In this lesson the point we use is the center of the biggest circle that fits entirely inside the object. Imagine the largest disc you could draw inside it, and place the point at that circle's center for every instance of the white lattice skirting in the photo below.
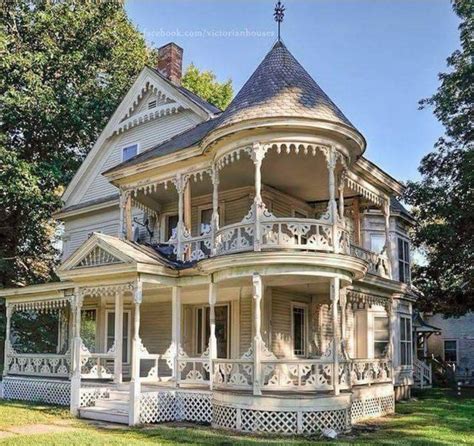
(169, 405)
(38, 390)
(372, 407)
(279, 422)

□ □ □ □ □ □ □

WHAT YOU ARE ASKED TO DO:
Arrange the data above as a two-column CSV with the headers "text" and "answer", one row per item, putting each value in a single quoted field with line breaks changed to spaces. Leave the pictures out.

FULL RESPONSE:
text,answer
"In this lesson the point we use is the center of the biggest circle that fits entirely inside the object. Imagine the largest disc you could draw inside it, and place the point at that circle's center for every instance of the white lattice skirting in the photo below.","(169, 405) (38, 390) (372, 407) (279, 422)"